EXTRACTED MATERIAL:
- - - - -

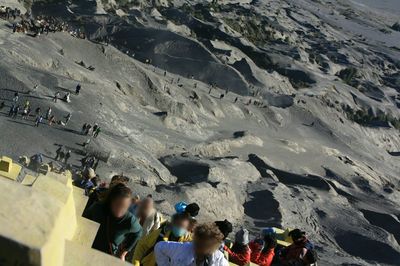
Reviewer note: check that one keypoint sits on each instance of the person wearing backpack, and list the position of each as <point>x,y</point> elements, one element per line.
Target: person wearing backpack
<point>298,253</point>
<point>263,250</point>
<point>240,251</point>
<point>176,231</point>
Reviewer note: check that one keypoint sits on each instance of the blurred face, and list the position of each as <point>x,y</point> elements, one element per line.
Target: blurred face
<point>119,207</point>
<point>146,207</point>
<point>182,223</point>
<point>205,247</point>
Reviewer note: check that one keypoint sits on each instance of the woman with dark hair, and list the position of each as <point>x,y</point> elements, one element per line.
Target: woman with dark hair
<point>119,230</point>
<point>240,251</point>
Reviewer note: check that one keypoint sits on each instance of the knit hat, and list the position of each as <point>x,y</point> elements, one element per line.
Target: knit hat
<point>225,227</point>
<point>192,209</point>
<point>242,237</point>
<point>296,234</point>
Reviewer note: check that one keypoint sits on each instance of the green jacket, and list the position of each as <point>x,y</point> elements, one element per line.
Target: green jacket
<point>114,234</point>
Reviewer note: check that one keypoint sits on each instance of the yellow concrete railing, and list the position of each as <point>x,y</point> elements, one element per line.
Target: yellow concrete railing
<point>41,221</point>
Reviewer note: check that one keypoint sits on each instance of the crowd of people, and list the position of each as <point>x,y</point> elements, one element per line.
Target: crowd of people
<point>27,23</point>
<point>133,230</point>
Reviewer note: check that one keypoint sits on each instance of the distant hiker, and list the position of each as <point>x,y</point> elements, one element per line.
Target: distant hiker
<point>83,128</point>
<point>301,252</point>
<point>88,127</point>
<point>38,111</point>
<point>16,97</point>
<point>58,153</point>
<point>240,251</point>
<point>16,111</point>
<point>52,120</point>
<point>36,162</point>
<point>96,133</point>
<point>38,121</point>
<point>67,118</point>
<point>78,89</point>
<point>95,127</point>
<point>67,97</point>
<point>48,113</point>
<point>67,156</point>
<point>86,143</point>
<point>56,96</point>
<point>11,111</point>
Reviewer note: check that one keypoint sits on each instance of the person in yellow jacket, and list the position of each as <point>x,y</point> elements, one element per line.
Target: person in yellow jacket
<point>176,231</point>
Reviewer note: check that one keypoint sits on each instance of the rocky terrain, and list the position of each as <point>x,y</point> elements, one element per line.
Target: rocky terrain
<point>306,134</point>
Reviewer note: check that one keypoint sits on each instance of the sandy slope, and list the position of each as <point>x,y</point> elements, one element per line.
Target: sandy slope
<point>295,161</point>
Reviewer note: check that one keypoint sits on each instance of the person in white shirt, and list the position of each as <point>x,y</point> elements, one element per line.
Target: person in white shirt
<point>203,251</point>
<point>150,219</point>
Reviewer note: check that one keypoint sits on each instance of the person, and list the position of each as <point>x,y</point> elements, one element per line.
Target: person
<point>67,97</point>
<point>150,219</point>
<point>38,111</point>
<point>52,120</point>
<point>176,231</point>
<point>67,118</point>
<point>300,252</point>
<point>96,133</point>
<point>16,111</point>
<point>78,89</point>
<point>58,153</point>
<point>95,128</point>
<point>11,111</point>
<point>48,113</point>
<point>16,97</point>
<point>36,162</point>
<point>67,156</point>
<point>88,127</point>
<point>83,128</point>
<point>202,251</point>
<point>38,121</point>
<point>226,228</point>
<point>56,96</point>
<point>119,230</point>
<point>240,251</point>
<point>263,249</point>
<point>134,205</point>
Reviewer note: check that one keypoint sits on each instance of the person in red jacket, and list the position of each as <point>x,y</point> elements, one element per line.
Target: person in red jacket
<point>263,250</point>
<point>240,252</point>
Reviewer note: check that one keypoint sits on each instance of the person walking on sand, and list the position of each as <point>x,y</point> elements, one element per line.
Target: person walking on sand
<point>56,96</point>
<point>52,120</point>
<point>67,156</point>
<point>38,121</point>
<point>67,118</point>
<point>78,89</point>
<point>96,133</point>
<point>58,153</point>
<point>48,113</point>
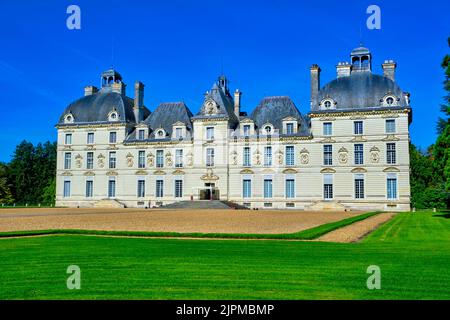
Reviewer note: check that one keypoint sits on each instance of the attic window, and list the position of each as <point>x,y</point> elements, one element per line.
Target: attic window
<point>68,118</point>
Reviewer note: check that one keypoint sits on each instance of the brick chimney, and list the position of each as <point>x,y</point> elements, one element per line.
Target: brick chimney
<point>138,101</point>
<point>90,90</point>
<point>315,82</point>
<point>389,67</point>
<point>237,102</point>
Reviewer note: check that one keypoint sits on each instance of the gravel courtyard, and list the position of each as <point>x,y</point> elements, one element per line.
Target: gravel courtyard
<point>205,221</point>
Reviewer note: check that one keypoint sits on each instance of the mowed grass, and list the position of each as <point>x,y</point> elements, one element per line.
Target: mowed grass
<point>412,250</point>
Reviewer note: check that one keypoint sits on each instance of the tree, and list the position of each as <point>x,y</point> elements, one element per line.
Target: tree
<point>5,191</point>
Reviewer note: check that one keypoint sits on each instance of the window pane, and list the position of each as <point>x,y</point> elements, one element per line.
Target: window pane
<point>268,188</point>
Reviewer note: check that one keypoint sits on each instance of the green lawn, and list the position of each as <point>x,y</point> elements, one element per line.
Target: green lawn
<point>412,250</point>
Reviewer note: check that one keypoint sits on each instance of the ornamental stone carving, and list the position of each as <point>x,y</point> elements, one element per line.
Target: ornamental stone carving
<point>101,160</point>
<point>343,155</point>
<point>130,160</point>
<point>304,156</point>
<point>79,161</point>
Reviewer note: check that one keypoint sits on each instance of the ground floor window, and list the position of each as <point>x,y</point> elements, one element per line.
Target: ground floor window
<point>392,188</point>
<point>159,188</point>
<point>178,188</point>
<point>66,189</point>
<point>247,188</point>
<point>141,188</point>
<point>290,188</point>
<point>359,187</point>
<point>111,188</point>
<point>328,186</point>
<point>267,188</point>
<point>89,189</point>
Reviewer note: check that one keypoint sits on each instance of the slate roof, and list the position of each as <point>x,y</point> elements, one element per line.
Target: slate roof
<point>360,90</point>
<point>166,115</point>
<point>96,108</point>
<point>274,109</point>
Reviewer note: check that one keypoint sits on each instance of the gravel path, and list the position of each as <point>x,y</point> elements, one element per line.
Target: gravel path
<point>356,231</point>
<point>204,221</point>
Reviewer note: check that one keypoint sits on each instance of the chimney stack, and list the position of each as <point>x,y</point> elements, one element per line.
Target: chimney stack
<point>237,102</point>
<point>389,67</point>
<point>343,69</point>
<point>118,87</point>
<point>315,82</point>
<point>90,90</point>
<point>138,101</point>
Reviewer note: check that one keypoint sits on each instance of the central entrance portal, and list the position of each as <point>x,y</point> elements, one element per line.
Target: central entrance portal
<point>210,192</point>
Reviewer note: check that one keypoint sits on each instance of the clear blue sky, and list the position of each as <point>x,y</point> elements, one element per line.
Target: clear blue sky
<point>177,48</point>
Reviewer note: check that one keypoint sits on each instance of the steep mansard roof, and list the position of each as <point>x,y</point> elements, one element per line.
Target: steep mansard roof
<point>96,108</point>
<point>274,109</point>
<point>168,114</point>
<point>360,90</point>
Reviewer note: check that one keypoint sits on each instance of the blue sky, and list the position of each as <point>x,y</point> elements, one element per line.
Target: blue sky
<point>178,48</point>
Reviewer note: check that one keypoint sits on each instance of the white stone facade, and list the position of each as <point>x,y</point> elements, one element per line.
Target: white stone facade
<point>348,159</point>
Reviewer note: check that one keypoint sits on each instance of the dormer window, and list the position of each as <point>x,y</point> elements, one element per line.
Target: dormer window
<point>289,128</point>
<point>160,134</point>
<point>141,134</point>
<point>327,104</point>
<point>389,101</point>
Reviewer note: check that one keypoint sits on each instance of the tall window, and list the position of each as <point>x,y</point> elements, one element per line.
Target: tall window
<point>246,130</point>
<point>111,188</point>
<point>358,127</point>
<point>89,188</point>
<point>247,162</point>
<point>178,188</point>
<point>141,134</point>
<point>328,186</point>
<point>112,137</point>
<point>178,133</point>
<point>390,126</point>
<point>290,188</point>
<point>267,156</point>
<point>392,188</point>
<point>290,158</point>
<point>159,158</point>
<point>179,158</point>
<point>210,133</point>
<point>67,161</point>
<point>68,138</point>
<point>328,155</point>
<point>141,188</point>
<point>246,188</point>
<point>267,188</point>
<point>359,154</point>
<point>90,161</point>
<point>210,157</point>
<point>327,128</point>
<point>359,186</point>
<point>390,153</point>
<point>66,192</point>
<point>159,188</point>
<point>90,139</point>
<point>141,159</point>
<point>112,160</point>
<point>289,128</point>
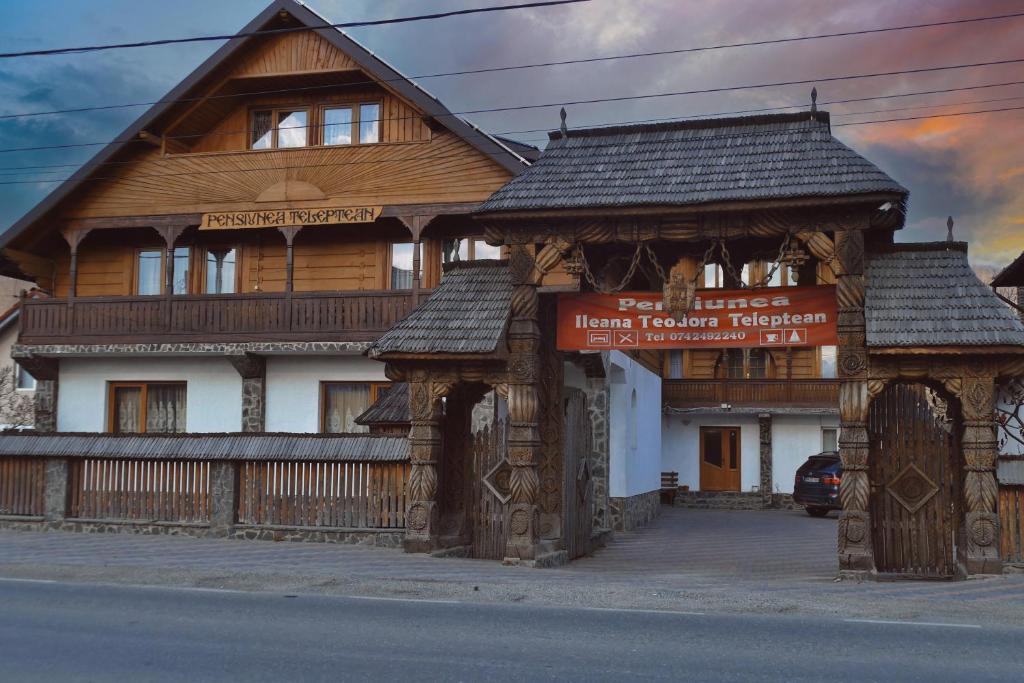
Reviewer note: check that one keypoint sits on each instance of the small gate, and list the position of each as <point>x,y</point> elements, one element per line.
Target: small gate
<point>491,491</point>
<point>914,474</point>
<point>579,505</point>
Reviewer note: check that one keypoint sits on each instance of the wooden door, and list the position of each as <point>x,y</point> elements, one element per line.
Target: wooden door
<point>579,488</point>
<point>720,459</point>
<point>491,491</point>
<point>913,468</point>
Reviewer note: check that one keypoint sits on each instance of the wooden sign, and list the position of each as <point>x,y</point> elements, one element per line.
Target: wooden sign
<point>284,217</point>
<point>720,318</point>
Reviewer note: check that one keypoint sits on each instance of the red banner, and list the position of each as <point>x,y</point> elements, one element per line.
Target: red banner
<point>720,318</point>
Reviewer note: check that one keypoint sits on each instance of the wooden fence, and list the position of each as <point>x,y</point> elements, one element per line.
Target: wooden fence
<point>22,485</point>
<point>1012,523</point>
<point>139,489</point>
<point>330,495</point>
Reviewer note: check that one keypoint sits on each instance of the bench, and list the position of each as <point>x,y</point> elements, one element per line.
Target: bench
<point>670,486</point>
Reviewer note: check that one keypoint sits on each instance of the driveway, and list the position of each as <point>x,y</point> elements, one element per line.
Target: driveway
<point>724,544</point>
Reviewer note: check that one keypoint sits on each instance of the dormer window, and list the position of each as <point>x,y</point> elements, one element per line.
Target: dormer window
<point>280,128</point>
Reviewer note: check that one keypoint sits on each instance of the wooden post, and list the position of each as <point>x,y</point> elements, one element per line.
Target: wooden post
<point>290,233</point>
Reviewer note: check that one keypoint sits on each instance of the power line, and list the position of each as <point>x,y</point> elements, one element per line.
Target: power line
<point>261,169</point>
<point>269,32</point>
<point>489,70</point>
<point>594,100</point>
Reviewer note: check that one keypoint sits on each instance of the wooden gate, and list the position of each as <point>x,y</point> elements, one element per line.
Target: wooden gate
<point>579,504</point>
<point>491,491</point>
<point>915,480</point>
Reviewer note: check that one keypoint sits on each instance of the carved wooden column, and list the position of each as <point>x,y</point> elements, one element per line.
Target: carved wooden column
<point>979,536</point>
<point>524,441</point>
<point>855,553</point>
<point>423,515</point>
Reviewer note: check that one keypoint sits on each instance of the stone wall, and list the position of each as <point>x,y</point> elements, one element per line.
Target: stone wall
<point>634,511</point>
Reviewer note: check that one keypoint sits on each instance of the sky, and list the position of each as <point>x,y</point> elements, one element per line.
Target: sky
<point>970,167</point>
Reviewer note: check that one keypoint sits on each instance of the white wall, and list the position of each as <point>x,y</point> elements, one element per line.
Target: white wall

- - - - -

PROBLEM TO SOLVE: Only the lines from the one with "of the power" through the final line above should be repeated, each exactly as written.

SOLUTION FOR THIS TASK:
Reviewer note: check that one keypoint sits on each instance of the power line, and list the position of each as <point>x,y</point> elements, one element per line.
Target: power line
<point>261,169</point>
<point>269,32</point>
<point>489,70</point>
<point>594,100</point>
Reviewer note: check that one keypoint sits on each instance of the wooden gate, and list the position of each as <point>x,y</point> elements, one element per line.
Target: wooden gate
<point>579,504</point>
<point>491,491</point>
<point>915,480</point>
Reviewer note: check that one keypoint sits on each instance of the carved wooden column, and list the position of each as <point>x,y</point> elements, one element per line.
Target: carved wooden column
<point>979,536</point>
<point>524,441</point>
<point>855,553</point>
<point>423,515</point>
Reviewer note: check that one keypoint sits on each instance of the stone wall, and list the position of each as <point>x,y</point> elements, one element per line.
Target: stone wall
<point>634,511</point>
Reviewer note: check that one keypoint sits on each instance of the sky, and list the position of each as <point>x,y</point> elements, one element per line.
Target: sky
<point>970,167</point>
Reviewer note: check that one keypoint sits on each instance of the white wall, and list the position of each as <point>x,y</point> elements, one element per line.
Target: white wall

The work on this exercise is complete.